The Global Biodiversity Information Facility (GBIF) publishes monthly snapshots of all occurrence records as Parquet files on Amazon S3. Using the same Ontop + DuckDB approach from the core tutorial, you can expose these biodiversity records as a SPARQL endpoint — another example of the VKG pattern applied to a different domain.
The full GBIF dataset contains billions of records spread across ~2800 Parquet shards. Querying it live on AWS is not practical with Ontop because every SPARQL query would trigger a full scan of all shards. Instead, we extract a country-level subset first, then map it with Ontop.
This chapter uses Montserrat (country code MS, ~50k records, ~5 MB)
as a quick example, and Suriname (SR, ~500k records, ~65 MB) as a
more realistic case.
Prerequisites¶
DuckDB installed (see Installation)
Ontop CLI installed and on your PATH
Internet access (to download from AWS S3)
Step 1 — Extract a country subset from GBIF¶
GBIF publishes monthly snapshots at:
s3://gbif-open-data-us-east-1/occurrence/YYYY-MM-01/occurrence.parquet/The extract_country.sh script automates the extraction. It:
Lists all Parquet shards in the S3 bucket for a given month
Generates a DuckDB SQL query that scans all shards and filters by country code
Runs the query to produce a single local Parquet file
The extraction script¶
Save this as extract_country.sh:
#!/bin/bash
# === Input Parameters ===
YEAR=$1
MONTH=$2
COUNTRYCODE=$3
if [ -z "$YEAR" ] || [ -z "$MONTH" ] || [ -z "$COUNTRYCODE" ]; then
echo "Usage: ./extract_country.sh <year> <month> <country_code>"
echo "Example: ./extract_country.sh 2025 02 SR"
exit 1
fi
# === Zero-pad month ===
MONTH=$(printf "%02d" $MONTH)

———

Requirement A -
According to the text on GBIF data, roughly how many Parquet shards does the full GBIF dataset span?
Requirement B -
List every prerequisite that the text on GBIF data names.
Requirement C -
Continue the extraction script in the text on GBIF data, starting right after its last line.

Information given -
———

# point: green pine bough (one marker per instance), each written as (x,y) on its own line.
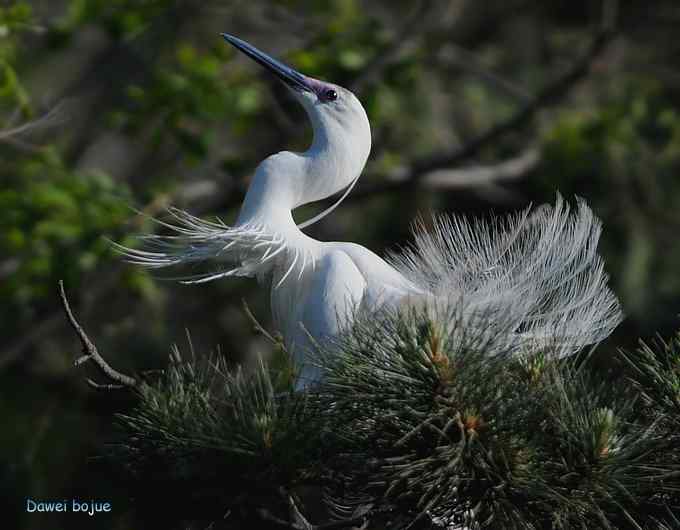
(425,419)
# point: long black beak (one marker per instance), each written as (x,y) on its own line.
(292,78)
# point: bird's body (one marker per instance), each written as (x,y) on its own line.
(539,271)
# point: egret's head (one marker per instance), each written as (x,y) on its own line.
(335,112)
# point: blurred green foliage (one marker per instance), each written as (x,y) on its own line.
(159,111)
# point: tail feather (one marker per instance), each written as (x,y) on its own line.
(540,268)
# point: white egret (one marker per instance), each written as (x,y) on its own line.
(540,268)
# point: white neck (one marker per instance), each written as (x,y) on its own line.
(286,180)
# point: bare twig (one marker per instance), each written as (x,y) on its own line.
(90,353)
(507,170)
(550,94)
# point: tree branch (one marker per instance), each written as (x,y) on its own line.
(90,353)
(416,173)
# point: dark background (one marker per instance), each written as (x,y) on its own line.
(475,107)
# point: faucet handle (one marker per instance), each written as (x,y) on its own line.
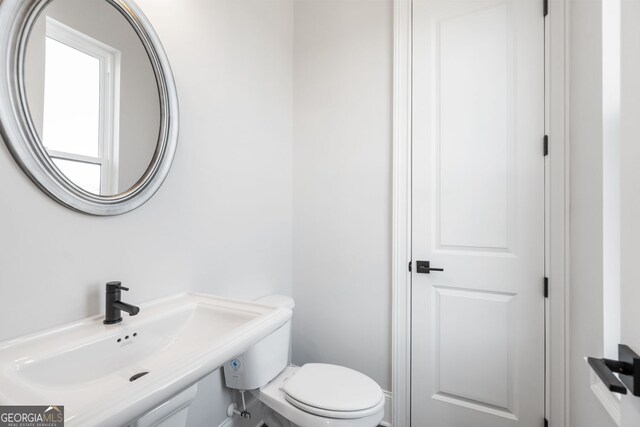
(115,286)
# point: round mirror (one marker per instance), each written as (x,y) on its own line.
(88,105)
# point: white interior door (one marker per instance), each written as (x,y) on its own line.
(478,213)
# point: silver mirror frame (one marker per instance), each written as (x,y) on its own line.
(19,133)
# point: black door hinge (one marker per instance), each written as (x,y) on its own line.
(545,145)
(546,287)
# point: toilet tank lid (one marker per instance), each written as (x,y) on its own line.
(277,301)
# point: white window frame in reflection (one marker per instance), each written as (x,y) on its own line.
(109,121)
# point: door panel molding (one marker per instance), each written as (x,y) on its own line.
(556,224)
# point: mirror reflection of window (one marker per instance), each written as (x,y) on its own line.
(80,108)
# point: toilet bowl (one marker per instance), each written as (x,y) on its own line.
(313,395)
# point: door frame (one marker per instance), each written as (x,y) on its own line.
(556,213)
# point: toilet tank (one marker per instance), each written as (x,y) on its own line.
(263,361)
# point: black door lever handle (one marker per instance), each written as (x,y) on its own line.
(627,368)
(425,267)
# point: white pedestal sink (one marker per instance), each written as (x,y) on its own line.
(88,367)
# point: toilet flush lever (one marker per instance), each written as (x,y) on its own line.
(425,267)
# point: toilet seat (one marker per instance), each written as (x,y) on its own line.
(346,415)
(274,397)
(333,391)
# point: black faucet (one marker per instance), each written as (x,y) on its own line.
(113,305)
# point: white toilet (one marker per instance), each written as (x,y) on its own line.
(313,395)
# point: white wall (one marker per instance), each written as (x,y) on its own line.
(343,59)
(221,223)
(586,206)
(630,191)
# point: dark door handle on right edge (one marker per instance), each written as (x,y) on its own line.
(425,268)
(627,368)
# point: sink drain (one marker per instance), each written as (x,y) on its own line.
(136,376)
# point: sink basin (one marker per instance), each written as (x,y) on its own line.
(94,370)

———

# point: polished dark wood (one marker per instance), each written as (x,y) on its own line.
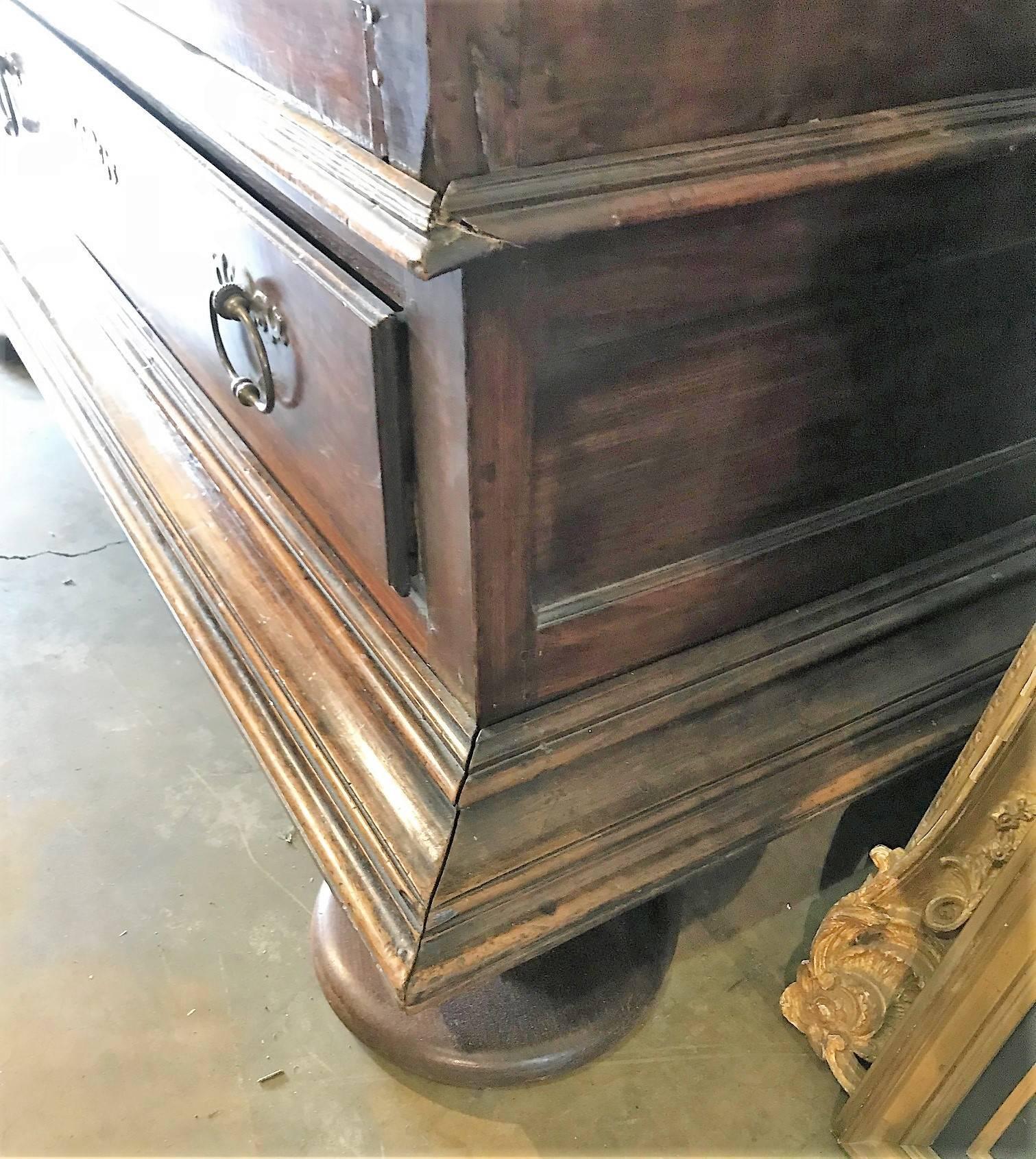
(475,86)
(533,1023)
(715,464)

———

Final result A -
About 2800 Parquet shards.

Final result B -
DuckDB installed; Ontop CLI installed and on your PATH; Internet access (to download from AWS S3).

Final result C -
echo "[$(date "+%Y-%m-%d %H:%M:%S")] Step 1: Listing files in S3 bucket..."
# === Step 1: List files in S3 bucket ===
S3_PATH="s3://gbif-open-data-us-east-1/occurrence/${YEAR}-${MONTH}-01/occurrence.parquet/"
FILES=$(aws s3 ls "$S3_PATH" --no-sign-request | awk '{print $4}')
if [ -z "$FILES" ]; then
echo "!! No files found for $YEAR-$MONTH!"
exit 1
fi
echo "[$(date "+%Y-%m-%d %H:%M:%S")] Found files in S3."
# === Step 2: Build DuckDB SQL ===
echo "[$(date "+%Y-%m-%d %H:%M:%S")] Step 2: Building DuckDB SQL query..."
SAFE_COUNTRYCODE=$(echo "$COUNTRYCODE" | tr ',' '_')
SQL_FILE="query_${SAFE_COUNTRYCODE}_${YEAR}_${MONTH}.sql"
PARQUET_FILE="occurrence_${SAFE_COUNTRYCODE}_${YEAR}_${MONTH}.parquet"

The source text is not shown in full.